### Registros a processar

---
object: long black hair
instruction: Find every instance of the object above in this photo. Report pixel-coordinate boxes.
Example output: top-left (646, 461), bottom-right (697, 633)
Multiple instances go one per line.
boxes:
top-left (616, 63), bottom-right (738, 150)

######

Organize todos os registros acima como um CSV de duas colunas, "pedido" e "resposta", com uma linha por registro. Ponha o texto e a resposta de cada um em um campo entre aspas, trocando as quebras de linha por espaços.

## Resultado da tarefa
pedido,resposta
"--- object: long black hair instruction: Find every instance of the object above in this photo. Report pixel-coordinate boxes. Example output: top-left (646, 461), bottom-right (697, 633) Multiple instances go one per line. boxes:","top-left (616, 63), bottom-right (738, 150)"